Items ->
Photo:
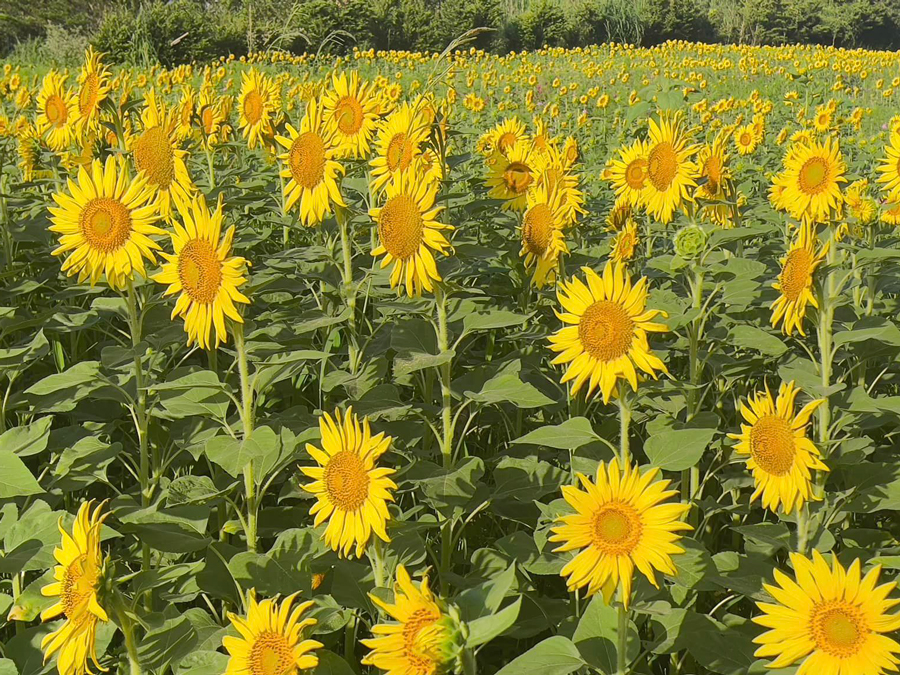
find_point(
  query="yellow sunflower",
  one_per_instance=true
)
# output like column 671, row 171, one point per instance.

What needs to be done ->
Convert the data above into a JSON list of strings with one string per line. Skip blank lines and leave the pictures out.

Complete output ->
[
  "Photo:",
  "find_point(",
  "  query=\"yellow sunflower\",",
  "  one_per_instance=true",
  ")",
  "# output like column 671, row 171, one point per instance."
]